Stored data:
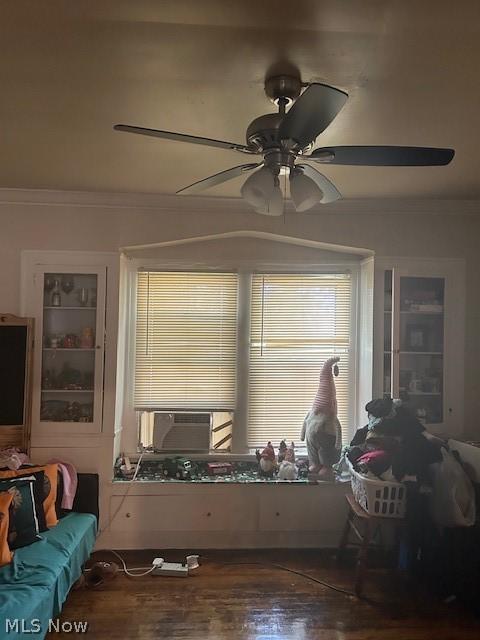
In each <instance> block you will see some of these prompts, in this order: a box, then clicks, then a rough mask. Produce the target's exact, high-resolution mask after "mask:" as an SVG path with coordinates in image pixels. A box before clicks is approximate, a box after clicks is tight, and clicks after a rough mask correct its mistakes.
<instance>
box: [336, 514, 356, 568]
mask: <svg viewBox="0 0 480 640" xmlns="http://www.w3.org/2000/svg"><path fill="white" fill-rule="evenodd" d="M352 517H353V513H352V510H351V509H349V511H348V515H347V520H346V521H345V526H344V528H343V533H342V537H341V538H340V544H339V546H338V551H337V562H338V563H340V562H342V560H343V558H344V555H345V547H346V546H347V542H348V536H349V533H350V523H351V521H352Z"/></svg>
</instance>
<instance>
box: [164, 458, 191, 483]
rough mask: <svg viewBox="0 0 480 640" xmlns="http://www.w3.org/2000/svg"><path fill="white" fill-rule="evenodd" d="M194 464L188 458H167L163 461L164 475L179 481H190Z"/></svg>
mask: <svg viewBox="0 0 480 640" xmlns="http://www.w3.org/2000/svg"><path fill="white" fill-rule="evenodd" d="M191 471H192V463H191V462H190V460H187V459H186V458H182V457H177V458H165V460H164V461H163V474H164V475H165V476H167V477H170V478H176V479H177V480H190V479H191Z"/></svg>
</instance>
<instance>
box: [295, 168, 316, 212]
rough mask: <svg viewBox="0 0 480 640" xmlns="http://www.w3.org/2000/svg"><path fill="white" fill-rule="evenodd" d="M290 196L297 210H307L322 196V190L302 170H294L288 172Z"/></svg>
mask: <svg viewBox="0 0 480 640" xmlns="http://www.w3.org/2000/svg"><path fill="white" fill-rule="evenodd" d="M290 196H291V198H292V200H293V204H294V205H295V209H296V210H297V211H299V212H302V211H308V209H311V208H312V207H314V206H315V205H316V204H318V203H319V202H320V201H321V200H322V198H323V191H322V190H321V189H320V188H319V187H318V185H317V184H316V183H315V182H314V181H313V180H312V179H311V178H309V177H307V176H306V175H305V174H304V173H303V171H300V170H298V169H297V170H296V171H292V172H291V174H290Z"/></svg>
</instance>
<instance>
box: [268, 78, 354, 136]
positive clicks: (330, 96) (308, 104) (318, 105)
mask: <svg viewBox="0 0 480 640" xmlns="http://www.w3.org/2000/svg"><path fill="white" fill-rule="evenodd" d="M347 98H348V95H347V94H346V93H344V92H343V91H340V89H335V87H330V86H329V85H327V84H311V85H310V86H309V87H307V88H306V89H305V91H304V92H303V93H302V95H301V96H300V97H299V98H297V100H296V102H294V104H293V106H292V107H291V108H290V110H289V111H288V113H287V114H286V115H285V117H284V118H283V120H282V123H281V125H280V129H279V137H280V139H281V140H294V141H295V142H296V143H297V144H298V146H299V148H301V149H302V148H303V147H306V146H307V145H308V144H310V142H313V141H314V140H315V138H316V137H317V136H318V135H319V134H320V133H322V131H324V130H325V129H326V128H327V127H328V125H329V124H330V123H331V122H332V120H333V119H334V118H335V116H336V115H337V113H338V112H339V111H340V109H341V108H342V107H343V105H344V104H345V102H346V101H347Z"/></svg>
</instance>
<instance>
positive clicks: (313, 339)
mask: <svg viewBox="0 0 480 640" xmlns="http://www.w3.org/2000/svg"><path fill="white" fill-rule="evenodd" d="M351 289H352V287H351V277H350V274H347V273H342V274H284V275H282V274H267V275H261V274H260V275H254V276H253V281H252V304H251V329H250V361H249V418H248V446H249V447H263V446H265V444H266V442H267V441H268V440H271V441H272V442H273V443H274V444H276V445H278V443H279V441H280V440H282V439H283V438H287V439H288V440H289V441H290V440H294V441H295V442H296V443H298V442H299V441H300V431H301V427H302V424H303V419H304V417H305V415H306V413H307V412H308V410H309V409H310V408H311V406H312V403H313V400H314V397H315V393H316V391H317V389H318V380H319V375H320V370H321V367H322V365H323V363H324V362H325V360H326V359H327V358H329V357H331V356H334V355H338V356H340V358H341V362H340V363H339V367H340V375H339V376H338V377H337V378H335V384H336V389H337V403H338V417H339V420H340V422H341V423H342V425H343V437H344V440H346V439H348V433H347V425H348V418H349V397H348V394H349V372H350V368H351V364H352V363H351V354H350V345H351Z"/></svg>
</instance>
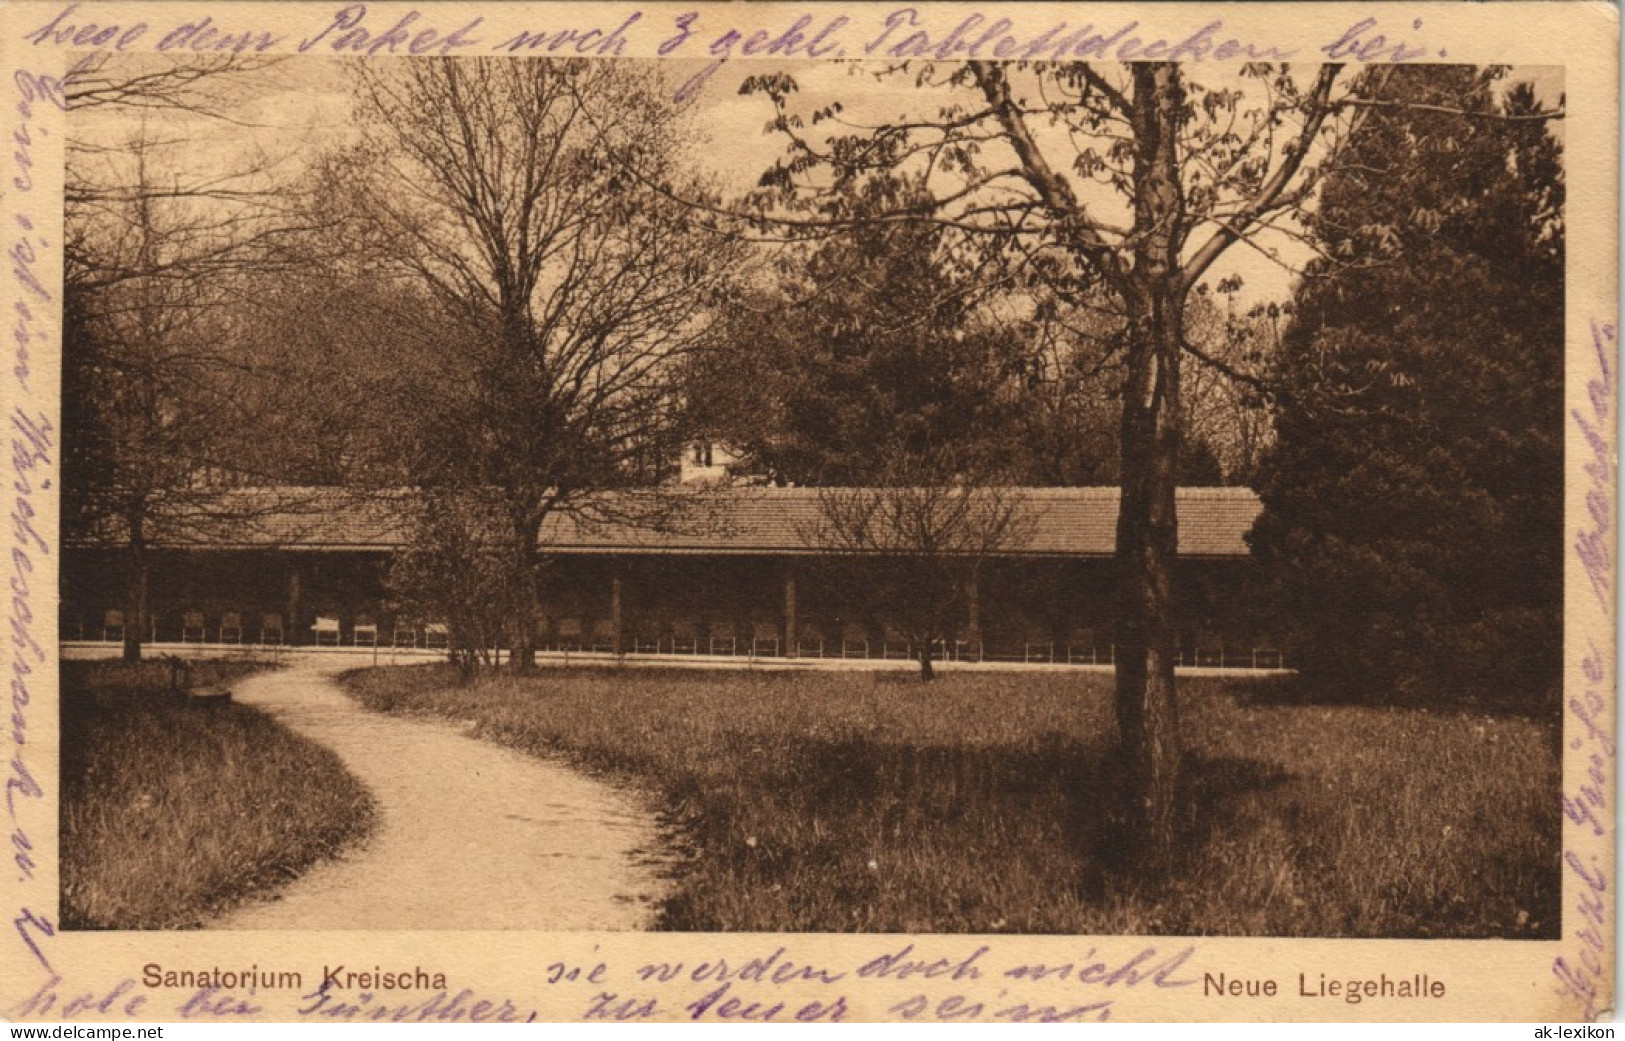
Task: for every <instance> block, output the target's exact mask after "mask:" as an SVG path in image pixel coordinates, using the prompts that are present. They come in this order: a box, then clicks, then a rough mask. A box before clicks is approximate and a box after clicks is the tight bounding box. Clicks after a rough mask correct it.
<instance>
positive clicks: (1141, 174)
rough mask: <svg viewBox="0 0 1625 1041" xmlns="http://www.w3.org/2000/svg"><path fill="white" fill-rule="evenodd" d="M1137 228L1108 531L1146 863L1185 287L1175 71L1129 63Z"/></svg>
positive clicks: (1168, 796) (1117, 709)
mask: <svg viewBox="0 0 1625 1041" xmlns="http://www.w3.org/2000/svg"><path fill="white" fill-rule="evenodd" d="M1133 75H1134V88H1136V89H1134V107H1136V117H1134V122H1136V127H1134V132H1136V133H1134V138H1136V179H1134V180H1136V200H1134V208H1136V219H1134V224H1136V229H1147V231H1146V234H1144V235H1142V237H1141V240H1139V244H1137V245H1136V250H1134V268H1133V271H1131V273H1129V294H1128V297H1129V299H1128V300H1126V304H1128V320H1129V322H1128V352H1126V354H1128V356H1126V362H1128V378H1126V382H1124V387H1123V429H1121V438H1123V460H1121V502H1120V510H1118V528H1116V596H1118V632H1116V645H1118V651H1116V653H1118V659H1116V719H1118V736H1120V741H1121V745H1123V752H1124V765H1126V770H1128V776H1126V778H1124V783H1126V786H1128V789H1126V793H1128V819H1129V820H1128V825H1129V828H1131V833H1133V835H1134V836H1136V838H1137V840H1139V841H1142V843H1144V848H1146V851H1147V853H1150V854H1152V856H1159V857H1160V856H1163V854H1165V853H1167V851H1168V849H1170V848H1172V844H1173V825H1175V797H1176V793H1178V781H1180V758H1181V749H1180V719H1178V698H1176V693H1175V685H1173V666H1175V616H1173V567H1175V560H1176V555H1178V518H1176V515H1175V484H1176V474H1178V461H1180V434H1181V430H1180V425H1181V411H1180V352H1181V343H1183V333H1185V328H1183V292H1181V289H1180V271H1178V245H1180V242H1181V240H1183V227H1181V224H1183V216H1185V214H1183V198H1181V193H1180V182H1178V153H1176V148H1175V143H1176V136H1178V123H1176V120H1178V112H1180V109H1181V107H1183V86H1181V83H1180V73H1178V68H1176V67H1172V65H1149V67H1147V65H1136V67H1134V70H1133Z"/></svg>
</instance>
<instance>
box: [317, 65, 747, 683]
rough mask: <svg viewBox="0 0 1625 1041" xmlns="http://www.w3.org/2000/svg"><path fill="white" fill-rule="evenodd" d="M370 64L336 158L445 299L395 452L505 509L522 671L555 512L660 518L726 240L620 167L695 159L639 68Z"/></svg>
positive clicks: (403, 275) (360, 224) (362, 226)
mask: <svg viewBox="0 0 1625 1041" xmlns="http://www.w3.org/2000/svg"><path fill="white" fill-rule="evenodd" d="M361 76H362V83H364V102H366V104H364V110H366V114H367V119H369V120H371V127H372V128H371V136H369V140H367V143H366V145H364V146H362V148H359V149H358V151H354V153H353V154H351V156H348V159H346V161H345V162H343V164H340V169H343V171H345V175H343V179H345V180H346V182H349V184H351V200H349V213H348V214H346V224H348V226H349V227H351V229H353V232H354V234H359V235H364V237H366V240H369V242H374V244H377V248H379V255H380V258H382V260H384V261H385V265H387V266H388V270H390V273H392V274H393V276H395V278H400V279H403V281H405V284H408V286H411V287H413V289H414V291H416V292H418V294H419V296H426V297H429V299H432V302H434V307H436V310H437V313H439V315H440V317H442V323H439V326H437V335H439V336H442V338H444V346H445V349H444V361H442V364H440V365H439V369H437V372H436V374H434V377H436V378H434V380H432V382H419V383H416V385H414V387H411V390H413V393H411V395H410V396H408V398H406V400H403V401H395V403H393V408H395V409H397V414H398V416H400V417H401V419H403V421H405V422H401V429H400V437H398V442H397V447H398V448H400V458H401V460H403V469H405V471H406V474H408V476H410V481H411V482H413V484H414V486H418V487H424V489H434V490H457V492H460V494H463V495H476V497H481V499H483V500H484V502H486V505H487V508H489V512H491V513H494V515H496V516H499V518H502V526H504V539H505V547H507V552H505V559H507V562H509V567H510V570H512V585H513V588H520V590H530V591H531V594H530V596H525V598H520V599H518V601H517V603H515V619H513V625H512V627H510V628H509V632H510V633H512V638H513V640H515V643H513V663H515V666H517V667H520V669H525V667H530V666H531V664H533V661H535V637H536V619H538V609H536V596H535V591H536V583H538V581H539V577H541V575H539V568H541V564H543V547H541V546H539V544H538V538H539V529H541V525H543V521H544V520H546V516H548V515H549V513H552V512H556V510H559V512H577V513H583V515H590V520H608V518H606V516H604V512H608V510H613V512H616V513H617V516H614V520H624V521H626V520H630V521H652V518H655V516H658V518H665V513H663V507H665V505H666V500H665V499H661V497H660V495H655V494H652V492H650V486H652V482H653V479H656V477H658V476H660V474H661V473H663V469H661V468H663V466H665V464H666V461H668V460H671V458H674V453H676V445H678V443H679V438H681V437H682V427H681V419H682V411H681V408H679V404H681V378H679V377H681V374H682V372H684V369H686V362H684V359H686V357H687V356H689V354H691V352H694V351H697V349H699V348H700V346H702V344H704V343H705V341H707V338H708V326H710V304H712V302H713V299H715V294H717V291H718V289H720V287H721V286H723V283H725V278H726V274H728V271H730V263H731V257H730V247H728V244H725V242H720V240H717V239H715V237H712V235H708V234H707V231H705V229H704V227H700V226H697V224H695V221H694V214H692V211H689V209H687V208H684V206H681V205H678V203H674V201H671V200H669V198H666V197H661V195H658V193H655V192H650V190H647V187H645V185H642V184H639V182H637V180H634V179H630V177H627V175H626V174H624V171H626V169H627V166H635V164H656V166H660V167H661V169H666V171H668V172H669V174H671V175H673V177H676V179H681V177H682V174H681V171H684V169H687V158H686V156H684V154H682V149H681V140H682V133H681V120H679V115H678V114H676V110H674V109H673V107H671V106H669V104H665V102H661V91H660V89H658V83H656V81H655V78H653V76H650V75H647V73H645V71H639V70H635V68H634V67H629V65H624V63H617V62H556V60H523V62H515V60H507V58H481V60H444V58H434V60H421V62H405V63H400V65H398V67H388V68H384V67H377V68H371V67H362V68H361ZM686 185H687V188H691V190H692V192H704V188H702V185H697V184H692V182H686ZM604 492H619V494H617V495H606V494H604Z"/></svg>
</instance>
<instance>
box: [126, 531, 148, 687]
mask: <svg viewBox="0 0 1625 1041" xmlns="http://www.w3.org/2000/svg"><path fill="white" fill-rule="evenodd" d="M125 523H127V525H128V529H130V542H128V546H127V549H128V554H130V555H128V565H127V573H125V586H124V659H125V661H141V643H143V635H145V633H146V617H148V614H150V606H148V586H150V572H151V565H150V564H148V560H146V526H145V518H143V516H141V515H140V512H132V513H130V515H128V516H125Z"/></svg>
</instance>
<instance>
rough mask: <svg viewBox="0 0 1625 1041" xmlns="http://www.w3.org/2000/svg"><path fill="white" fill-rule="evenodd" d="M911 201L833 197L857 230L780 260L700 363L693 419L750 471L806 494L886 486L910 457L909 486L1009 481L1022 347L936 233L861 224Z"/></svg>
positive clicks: (854, 187) (903, 197)
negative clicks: (881, 484)
mask: <svg viewBox="0 0 1625 1041" xmlns="http://www.w3.org/2000/svg"><path fill="white" fill-rule="evenodd" d="M918 192H920V188H918V185H915V184H910V182H908V180H907V179H892V177H874V179H871V180H868V182H864V184H863V185H855V187H853V190H851V192H848V193H843V195H842V197H838V198H835V200H832V203H830V206H829V214H830V216H832V218H837V219H855V221H856V222H855V224H851V226H850V227H848V229H845V231H843V232H840V234H835V235H830V237H827V239H824V240H822V242H819V244H817V247H816V248H809V250H799V252H795V250H791V252H786V253H783V255H782V257H780V258H778V263H777V265H775V266H773V271H772V273H770V276H772V283H770V284H769V286H760V287H756V289H754V291H751V292H747V294H743V297H741V299H739V300H738V302H736V305H734V307H733V309H731V310H733V317H731V320H730V328H728V336H726V338H725V339H723V341H720V343H718V344H717V349H715V351H712V352H708V354H705V356H704V357H700V359H697V364H695V369H694V377H692V383H691V395H692V408H694V413H695V422H697V424H699V425H702V427H705V429H708V430H710V434H712V435H715V437H718V438H721V440H726V442H730V443H731V445H733V447H736V448H739V450H743V451H744V456H746V458H744V469H747V471H754V473H764V474H769V476H770V477H772V479H773V481H775V482H788V484H799V486H861V484H876V482H886V479H887V471H892V469H895V468H897V466H899V464H900V461H903V460H907V461H908V463H907V466H908V469H910V471H912V473H915V474H918V473H921V471H923V468H925V463H926V460H929V461H931V469H933V473H936V474H938V476H944V474H952V473H967V471H972V469H973V471H978V473H988V471H991V469H994V463H998V468H996V469H998V471H999V473H1001V474H1012V473H1014V469H1016V466H1014V464H1012V463H1011V455H1012V453H1014V451H1016V450H1017V443H1016V429H1017V422H1019V411H1017V408H1016V406H1017V396H1016V395H1017V393H1019V390H1020V385H1022V383H1020V375H1022V374H1020V352H1022V344H1020V341H1019V338H1016V336H1012V335H1011V330H1009V328H1007V325H1006V323H1001V322H998V320H996V318H994V315H993V310H991V307H988V297H990V296H991V292H993V291H996V279H993V278H990V276H988V271H986V266H985V265H981V266H973V265H972V263H970V260H973V258H967V257H964V255H955V252H954V244H952V240H951V239H949V237H947V235H946V234H944V231H942V229H941V227H936V226H934V224H931V222H926V221H887V222H881V221H876V222H866V221H863V219H861V218H863V214H877V213H886V211H890V209H900V208H907V206H908V205H910V198H913V197H918ZM990 283H993V286H991V287H990Z"/></svg>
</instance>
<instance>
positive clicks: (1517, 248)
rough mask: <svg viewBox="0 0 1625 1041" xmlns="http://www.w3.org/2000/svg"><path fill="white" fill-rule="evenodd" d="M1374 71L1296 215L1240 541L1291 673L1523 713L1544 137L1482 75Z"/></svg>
mask: <svg viewBox="0 0 1625 1041" xmlns="http://www.w3.org/2000/svg"><path fill="white" fill-rule="evenodd" d="M1393 76H1394V80H1391V81H1389V88H1401V89H1399V94H1401V96H1404V97H1406V99H1407V101H1406V104H1397V106H1393V107H1375V109H1373V110H1371V112H1370V114H1368V119H1367V120H1365V122H1363V123H1362V125H1360V128H1358V132H1357V136H1355V138H1354V140H1352V141H1350V143H1349V148H1350V151H1349V153H1347V161H1345V162H1342V164H1339V167H1337V171H1336V172H1334V174H1331V175H1328V179H1326V184H1324V193H1323V200H1321V205H1319V208H1318V211H1316V213H1315V214H1313V216H1311V218H1310V229H1311V232H1313V235H1315V239H1316V240H1318V244H1319V245H1321V248H1323V250H1324V258H1323V260H1321V261H1318V263H1316V265H1313V268H1311V270H1310V271H1308V276H1306V278H1305V281H1303V284H1302V287H1300V292H1298V300H1297V309H1298V312H1297V318H1295V322H1293V323H1292V326H1290V328H1289V330H1287V333H1285V338H1284V344H1282V348H1284V349H1282V356H1280V359H1279V370H1277V374H1276V382H1277V385H1279V387H1280V391H1279V414H1277V443H1276V447H1274V450H1272V451H1271V455H1269V456H1267V460H1266V463H1264V466H1263V476H1261V487H1259V494H1261V497H1263V500H1264V507H1266V513H1264V518H1263V520H1261V523H1259V526H1258V529H1256V533H1254V536H1253V549H1254V554H1256V555H1258V559H1259V560H1261V562H1263V565H1264V568H1266V573H1267V575H1269V581H1271V585H1272V590H1274V593H1276V604H1277V607H1279V611H1280V620H1282V625H1284V627H1285V628H1287V635H1289V648H1290V653H1292V656H1293V658H1295V661H1297V666H1298V667H1300V671H1302V674H1303V677H1305V679H1306V680H1308V682H1311V684H1315V685H1318V687H1321V689H1328V687H1334V689H1339V690H1341V692H1342V693H1347V695H1357V697H1371V698H1383V700H1388V698H1393V700H1399V702H1419V700H1427V698H1451V700H1458V698H1459V700H1466V702H1474V703H1501V705H1506V703H1518V702H1521V703H1523V705H1529V703H1531V702H1529V700H1531V698H1537V697H1539V695H1542V693H1547V692H1552V690H1555V689H1557V685H1558V684H1560V663H1562V516H1563V502H1562V492H1563V453H1562V434H1563V424H1562V390H1563V226H1562V203H1563V179H1562V159H1560V145H1558V143H1557V141H1555V140H1553V138H1552V136H1550V135H1549V130H1547V123H1545V120H1542V119H1539V117H1536V115H1532V114H1536V112H1537V110H1539V109H1537V104H1536V99H1534V94H1532V91H1531V89H1529V88H1527V86H1514V88H1513V89H1510V91H1505V93H1497V89H1495V80H1497V78H1498V73H1497V71H1493V70H1492V71H1479V70H1471V68H1454V67H1428V68H1422V67H1417V68H1401V70H1394V71H1393ZM1458 110H1461V112H1466V115H1462V114H1459V112H1458Z"/></svg>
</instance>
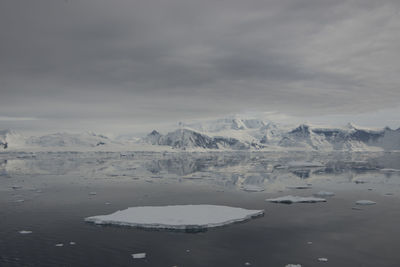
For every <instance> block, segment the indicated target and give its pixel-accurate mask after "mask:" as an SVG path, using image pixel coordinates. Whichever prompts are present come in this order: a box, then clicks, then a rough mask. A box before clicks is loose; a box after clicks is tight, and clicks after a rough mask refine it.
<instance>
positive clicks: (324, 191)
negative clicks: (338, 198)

WORK ORDER:
From the data above, output only the lines between the line containing "positive clicks: (1141, 174)" and the line containing "228L1108 531L1146 863L1185", inclusive, exactly as written.

REPLY:
positive clicks: (1141, 174)
rough mask: <svg viewBox="0 0 1625 1041" xmlns="http://www.w3.org/2000/svg"><path fill="white" fill-rule="evenodd" d="M1137 228L1108 531L1146 863L1185 287L1175 71L1129 63Z"/></svg>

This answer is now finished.